All of this is logical enough, and it may well be that one (or more) of these factors proves to be Christie’s undoing if he does go forward. But I really wouldn’t be too sure.

There’s a tendency among national political observers to reduce Christie to a caricature of anger. But as anyone who watched his performance at the Reagan Library on Tuesday (the audience q&a part, not the generic speech) can attest, he’s an unusually magnetic communicator — feisty and belligerent at times, yes, but also capable of genuine wit and self-deprecation. And he’s a naturally gifted storyteller, effortlessly weaving answers to policy questions into gripping anecdotes. His turn at the Reagan Library was not an aberration. In off-the-cuff settings — town hall forums, debates, interviews — there may not be a better communicator in American politics today.

That’s why the “grass it always greener” argument probably doesn’t hold up. Sure, there’s truth to it — he’ll get knocked around in ways we can’t even imagine yet if he enters the race. But his appeal to Republicans right now is about a lot more than just the fact that he’s not Mitt or Rick. There’s a reason why so much buzz has built around Christie, and not (say) the other Republican who won a major governorship in 2009, Virginia’s Bob McDonnell. It’s the power of his magnetism. Republicans watch him in action and want to like him. Yes, it helps that Romney can’t seem to get more than 25 percent of Republicans to say they’re with him and that Perry is falling flat on his face. That definitely creates hunger for a new candidate. But go back and watch the video of the woman begging Christie to run on Tuesday and the crowd rising to its feet: It is a huge mistake to think of Christie as a mere stand-in for NOTA.
---------------
• [To-do list]
a) Which off-the-cuff settings does the passage on Christie's possible candidacy list as places where he may be the best communicator in American politics?
b) Write the next part of the passage on Christie's possible candidacy, picking up after its final sentence.

• [Data entries]
---------------
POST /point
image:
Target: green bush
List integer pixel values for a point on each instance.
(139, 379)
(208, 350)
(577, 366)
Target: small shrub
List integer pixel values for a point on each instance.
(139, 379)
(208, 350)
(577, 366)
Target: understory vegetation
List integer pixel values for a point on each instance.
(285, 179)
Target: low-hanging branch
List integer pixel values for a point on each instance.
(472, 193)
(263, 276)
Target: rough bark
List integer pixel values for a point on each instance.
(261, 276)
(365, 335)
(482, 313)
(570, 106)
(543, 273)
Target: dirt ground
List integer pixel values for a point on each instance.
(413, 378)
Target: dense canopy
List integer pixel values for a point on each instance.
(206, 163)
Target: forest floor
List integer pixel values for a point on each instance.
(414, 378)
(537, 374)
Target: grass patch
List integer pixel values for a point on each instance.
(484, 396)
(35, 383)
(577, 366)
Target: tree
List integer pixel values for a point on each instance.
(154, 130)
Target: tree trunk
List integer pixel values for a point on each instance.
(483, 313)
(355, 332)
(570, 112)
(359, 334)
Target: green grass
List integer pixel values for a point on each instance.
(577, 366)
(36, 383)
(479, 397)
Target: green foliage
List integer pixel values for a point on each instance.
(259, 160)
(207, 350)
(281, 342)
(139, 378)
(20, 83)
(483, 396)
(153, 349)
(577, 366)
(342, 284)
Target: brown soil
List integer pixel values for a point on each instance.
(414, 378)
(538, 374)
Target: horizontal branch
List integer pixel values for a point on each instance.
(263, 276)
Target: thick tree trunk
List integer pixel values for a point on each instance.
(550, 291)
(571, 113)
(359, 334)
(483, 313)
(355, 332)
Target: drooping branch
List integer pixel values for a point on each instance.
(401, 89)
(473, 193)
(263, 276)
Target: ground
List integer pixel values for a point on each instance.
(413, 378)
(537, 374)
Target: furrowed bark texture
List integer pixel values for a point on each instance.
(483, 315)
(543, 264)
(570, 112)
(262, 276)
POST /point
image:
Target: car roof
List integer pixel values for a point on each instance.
---------------
• [Results of the exercise]
a) Town hall forums, debates, and interviews.

b)
This is directly related to why his liberal past may not be a problem in a GOP race. What it comes down to is this: There are issues on which Christie is clearly vulnerable on the right, there are issues where Romney is clearly vulnerable on the right, and there are issues where Perry is clearly vulnerable on the right. You can argue that Perry is vulnerable on fewer issues, and that’s probably true, but the fact is that none of them are “pure” by the standards of the Obama-era right. The difference is salesmanship. Christie makes Republicans want to like him — and to then to rationalize their way to supporting him. Romney and Perry just don’t have this.

The thin skin argument is legitimate; Christie’s temper would be an absolute wild card and could end up derailing any campaign, maybe even during its rollout. And all of the issues relating to the late start he’d be getting are not irrelevant. But on the whole, there’s good reason to believe that Christie would be a very formidable candidate for the GOP nomination — dare I say it, maybe even the favorite.

The same is true for the general election. National Democrats who may be be tempted to see Christie as an easy mark would do well to consider the experience of their New Jersey counterparts in 2009. Until the very end, Democrats in the Garden State believed they had Christie beat — that they’d undermined him with lethal opposition research and tethered him to George W. Bush and the unpopular national GOP label. Even some liberal commentators outside the state sized Christie up as a poor candidate. They were wrong. Christie ended up winning by the second-largest margin for a Republican in the state since 1972 (granted, it was only 4.5 points — but hey, it’s a blue state). Much of this had to do with incumbent Democratic Gov. Jon Corzine’s unpopularity, but Christie ran a far better campaign — and exhibited better communication skills — than Democrats believed he was capable of.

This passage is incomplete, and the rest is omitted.